> Provided data
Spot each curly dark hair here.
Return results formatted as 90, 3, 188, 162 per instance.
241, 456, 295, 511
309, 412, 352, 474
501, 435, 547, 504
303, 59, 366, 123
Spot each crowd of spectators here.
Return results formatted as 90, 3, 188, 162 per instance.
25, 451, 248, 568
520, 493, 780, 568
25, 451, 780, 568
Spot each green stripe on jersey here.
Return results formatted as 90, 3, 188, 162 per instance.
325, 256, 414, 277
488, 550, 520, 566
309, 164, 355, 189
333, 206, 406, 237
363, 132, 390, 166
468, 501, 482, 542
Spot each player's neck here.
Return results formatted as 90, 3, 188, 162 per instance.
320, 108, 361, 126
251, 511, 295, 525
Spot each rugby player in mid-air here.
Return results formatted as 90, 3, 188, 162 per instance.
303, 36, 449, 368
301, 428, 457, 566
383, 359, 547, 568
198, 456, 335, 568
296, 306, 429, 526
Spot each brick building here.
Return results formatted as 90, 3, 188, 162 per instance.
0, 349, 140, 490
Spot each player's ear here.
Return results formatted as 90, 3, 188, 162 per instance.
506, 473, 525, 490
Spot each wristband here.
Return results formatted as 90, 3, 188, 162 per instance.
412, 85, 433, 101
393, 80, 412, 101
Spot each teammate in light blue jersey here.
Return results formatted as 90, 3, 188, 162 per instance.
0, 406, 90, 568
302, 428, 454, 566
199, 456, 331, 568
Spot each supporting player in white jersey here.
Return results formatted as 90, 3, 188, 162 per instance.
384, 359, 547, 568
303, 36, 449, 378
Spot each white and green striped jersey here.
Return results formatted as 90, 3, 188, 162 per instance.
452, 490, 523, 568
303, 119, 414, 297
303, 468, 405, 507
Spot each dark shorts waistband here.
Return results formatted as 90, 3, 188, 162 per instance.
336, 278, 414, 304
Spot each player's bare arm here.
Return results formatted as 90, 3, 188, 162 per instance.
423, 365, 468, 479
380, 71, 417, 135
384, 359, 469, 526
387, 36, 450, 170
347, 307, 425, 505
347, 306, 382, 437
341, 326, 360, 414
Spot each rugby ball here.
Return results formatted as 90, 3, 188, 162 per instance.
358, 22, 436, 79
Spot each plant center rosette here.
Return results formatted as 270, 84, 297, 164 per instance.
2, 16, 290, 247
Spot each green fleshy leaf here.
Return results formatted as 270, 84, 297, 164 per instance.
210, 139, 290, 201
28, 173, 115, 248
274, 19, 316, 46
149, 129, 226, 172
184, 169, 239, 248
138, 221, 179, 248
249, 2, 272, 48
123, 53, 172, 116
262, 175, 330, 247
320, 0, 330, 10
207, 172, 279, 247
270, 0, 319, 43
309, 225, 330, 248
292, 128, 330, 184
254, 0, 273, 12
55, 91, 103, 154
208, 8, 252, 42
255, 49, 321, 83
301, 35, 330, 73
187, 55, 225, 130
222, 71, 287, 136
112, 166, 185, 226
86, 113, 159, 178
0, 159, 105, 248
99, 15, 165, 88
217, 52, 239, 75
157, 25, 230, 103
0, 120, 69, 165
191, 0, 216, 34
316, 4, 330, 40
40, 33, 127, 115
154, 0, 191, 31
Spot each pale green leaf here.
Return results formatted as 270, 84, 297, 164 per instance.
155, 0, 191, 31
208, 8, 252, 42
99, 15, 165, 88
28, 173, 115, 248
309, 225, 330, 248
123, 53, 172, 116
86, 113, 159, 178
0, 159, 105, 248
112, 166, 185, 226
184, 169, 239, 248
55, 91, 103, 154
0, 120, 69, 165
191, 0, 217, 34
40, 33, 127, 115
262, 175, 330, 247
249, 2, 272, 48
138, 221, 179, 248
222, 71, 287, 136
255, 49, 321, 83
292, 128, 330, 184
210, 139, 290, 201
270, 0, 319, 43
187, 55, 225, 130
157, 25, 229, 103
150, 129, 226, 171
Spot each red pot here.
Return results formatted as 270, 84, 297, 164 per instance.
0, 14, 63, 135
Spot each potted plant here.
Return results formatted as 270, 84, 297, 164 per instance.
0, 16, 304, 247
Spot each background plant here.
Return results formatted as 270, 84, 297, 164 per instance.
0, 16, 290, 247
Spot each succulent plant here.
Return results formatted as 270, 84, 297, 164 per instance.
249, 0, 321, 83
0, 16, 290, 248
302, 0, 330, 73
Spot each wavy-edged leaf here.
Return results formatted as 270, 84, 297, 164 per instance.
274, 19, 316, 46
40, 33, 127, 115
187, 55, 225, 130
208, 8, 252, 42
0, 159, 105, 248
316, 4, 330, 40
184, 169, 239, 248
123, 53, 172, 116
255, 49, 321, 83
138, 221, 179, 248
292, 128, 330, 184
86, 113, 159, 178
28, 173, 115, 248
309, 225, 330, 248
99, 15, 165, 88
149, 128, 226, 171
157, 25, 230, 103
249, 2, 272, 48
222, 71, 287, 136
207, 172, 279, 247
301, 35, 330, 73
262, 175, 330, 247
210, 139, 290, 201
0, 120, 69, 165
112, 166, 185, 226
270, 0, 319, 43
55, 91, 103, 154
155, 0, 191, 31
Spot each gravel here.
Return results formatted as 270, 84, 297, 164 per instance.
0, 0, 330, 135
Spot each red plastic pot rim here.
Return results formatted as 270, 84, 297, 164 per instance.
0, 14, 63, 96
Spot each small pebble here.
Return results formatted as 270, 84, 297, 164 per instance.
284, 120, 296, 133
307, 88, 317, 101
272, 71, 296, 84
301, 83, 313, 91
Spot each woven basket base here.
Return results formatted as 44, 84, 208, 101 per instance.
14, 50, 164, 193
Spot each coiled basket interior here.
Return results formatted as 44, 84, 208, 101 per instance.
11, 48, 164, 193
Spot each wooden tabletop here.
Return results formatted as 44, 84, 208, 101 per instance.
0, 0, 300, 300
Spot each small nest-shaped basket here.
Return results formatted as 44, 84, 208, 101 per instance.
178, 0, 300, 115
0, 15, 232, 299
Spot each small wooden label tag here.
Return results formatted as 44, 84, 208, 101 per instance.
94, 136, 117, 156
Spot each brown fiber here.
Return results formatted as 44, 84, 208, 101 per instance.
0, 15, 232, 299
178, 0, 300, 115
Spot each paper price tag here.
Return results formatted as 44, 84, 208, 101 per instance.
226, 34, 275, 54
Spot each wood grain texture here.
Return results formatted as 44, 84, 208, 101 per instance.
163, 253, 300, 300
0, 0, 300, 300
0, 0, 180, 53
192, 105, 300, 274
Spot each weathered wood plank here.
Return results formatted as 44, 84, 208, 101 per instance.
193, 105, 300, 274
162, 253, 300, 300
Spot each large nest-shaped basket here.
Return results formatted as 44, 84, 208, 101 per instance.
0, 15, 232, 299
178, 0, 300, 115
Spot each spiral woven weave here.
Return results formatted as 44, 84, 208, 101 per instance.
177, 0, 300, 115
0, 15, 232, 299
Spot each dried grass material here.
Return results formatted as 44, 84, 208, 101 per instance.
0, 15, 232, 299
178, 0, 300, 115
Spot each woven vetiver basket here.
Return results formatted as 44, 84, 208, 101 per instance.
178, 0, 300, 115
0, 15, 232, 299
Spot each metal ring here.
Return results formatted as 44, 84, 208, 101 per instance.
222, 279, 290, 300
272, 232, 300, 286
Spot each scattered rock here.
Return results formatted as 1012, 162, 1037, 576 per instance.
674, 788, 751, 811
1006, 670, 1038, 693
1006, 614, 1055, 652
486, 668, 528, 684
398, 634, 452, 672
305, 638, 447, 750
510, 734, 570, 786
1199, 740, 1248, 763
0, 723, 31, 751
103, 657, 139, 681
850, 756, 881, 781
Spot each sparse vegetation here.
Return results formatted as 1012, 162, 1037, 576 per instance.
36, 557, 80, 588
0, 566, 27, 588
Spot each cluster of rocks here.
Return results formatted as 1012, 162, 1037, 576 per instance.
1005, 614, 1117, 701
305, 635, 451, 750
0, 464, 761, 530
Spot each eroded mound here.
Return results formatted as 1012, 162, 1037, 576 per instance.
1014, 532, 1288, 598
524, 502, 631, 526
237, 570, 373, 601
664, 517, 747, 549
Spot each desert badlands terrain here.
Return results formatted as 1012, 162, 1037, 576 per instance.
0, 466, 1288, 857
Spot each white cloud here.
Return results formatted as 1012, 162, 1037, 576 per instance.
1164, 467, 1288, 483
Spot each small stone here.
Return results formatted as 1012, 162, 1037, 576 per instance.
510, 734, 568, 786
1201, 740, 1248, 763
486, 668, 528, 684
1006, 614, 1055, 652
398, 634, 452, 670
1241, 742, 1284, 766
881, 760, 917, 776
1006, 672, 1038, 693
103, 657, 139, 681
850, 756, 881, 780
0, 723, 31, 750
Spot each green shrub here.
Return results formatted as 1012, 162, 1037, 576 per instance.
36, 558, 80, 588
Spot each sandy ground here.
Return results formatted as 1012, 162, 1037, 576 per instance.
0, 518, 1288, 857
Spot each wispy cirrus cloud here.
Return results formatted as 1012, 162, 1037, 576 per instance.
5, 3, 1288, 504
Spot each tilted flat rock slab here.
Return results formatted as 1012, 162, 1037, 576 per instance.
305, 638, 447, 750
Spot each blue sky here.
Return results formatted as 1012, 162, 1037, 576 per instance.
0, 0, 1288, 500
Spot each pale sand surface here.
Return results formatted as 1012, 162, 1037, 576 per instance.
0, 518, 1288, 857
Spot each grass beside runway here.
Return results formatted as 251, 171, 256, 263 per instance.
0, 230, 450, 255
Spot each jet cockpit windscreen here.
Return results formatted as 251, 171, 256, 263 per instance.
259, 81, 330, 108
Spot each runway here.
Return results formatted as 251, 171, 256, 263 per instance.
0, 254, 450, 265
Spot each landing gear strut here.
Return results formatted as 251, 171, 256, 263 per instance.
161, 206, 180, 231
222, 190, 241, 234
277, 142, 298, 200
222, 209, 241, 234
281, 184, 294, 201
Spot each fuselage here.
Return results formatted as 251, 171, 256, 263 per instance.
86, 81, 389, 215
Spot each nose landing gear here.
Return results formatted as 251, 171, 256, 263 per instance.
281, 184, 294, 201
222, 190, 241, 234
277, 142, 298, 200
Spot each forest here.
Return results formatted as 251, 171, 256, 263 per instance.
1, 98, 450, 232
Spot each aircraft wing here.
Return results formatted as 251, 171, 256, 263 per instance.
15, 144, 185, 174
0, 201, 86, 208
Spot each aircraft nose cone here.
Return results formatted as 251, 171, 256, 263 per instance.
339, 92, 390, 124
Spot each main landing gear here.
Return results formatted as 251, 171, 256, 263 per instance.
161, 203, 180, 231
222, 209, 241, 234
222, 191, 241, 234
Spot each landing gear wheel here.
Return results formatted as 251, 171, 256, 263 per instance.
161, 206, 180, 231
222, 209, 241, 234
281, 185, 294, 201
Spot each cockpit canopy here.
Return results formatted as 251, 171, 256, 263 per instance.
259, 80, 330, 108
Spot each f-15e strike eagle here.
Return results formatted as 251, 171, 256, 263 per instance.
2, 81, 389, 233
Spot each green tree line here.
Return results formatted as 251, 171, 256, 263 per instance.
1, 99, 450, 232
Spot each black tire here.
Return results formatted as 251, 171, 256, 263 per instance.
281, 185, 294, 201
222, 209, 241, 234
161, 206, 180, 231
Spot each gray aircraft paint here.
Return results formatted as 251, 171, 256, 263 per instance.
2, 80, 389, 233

> What the task requires
Express the rows as a two-column CSV with the columns label_text and boxes, beginning at the start of the rows and stopping after the line that contains "251, 511, 295, 525". Give one line per row, with the row's text in one quoted field and its answer in the other, and replace any line breaks with spaces.

> Solution to the exercise
label_text,boxes
"Spot each curly dark hair here. Return results formatted as 90, 3, 188, 162 per instance.","241, 456, 295, 511 309, 412, 352, 474 501, 435, 547, 504 303, 59, 366, 123"
"Spot each crowd of spectators here. Return results formatted as 90, 3, 188, 162 per instance.","25, 451, 248, 568 520, 493, 780, 568 25, 451, 780, 568"
"Spot each green stripe on jersey here. Return results formatted as 90, 3, 188, 162 per instance.","325, 256, 414, 277 488, 550, 520, 566 309, 164, 355, 189 333, 206, 406, 237 363, 132, 390, 166 468, 501, 482, 542"
"Spot each player's neck here. Return results formatted as 90, 3, 188, 162 per instance.","320, 108, 361, 126 251, 511, 295, 525"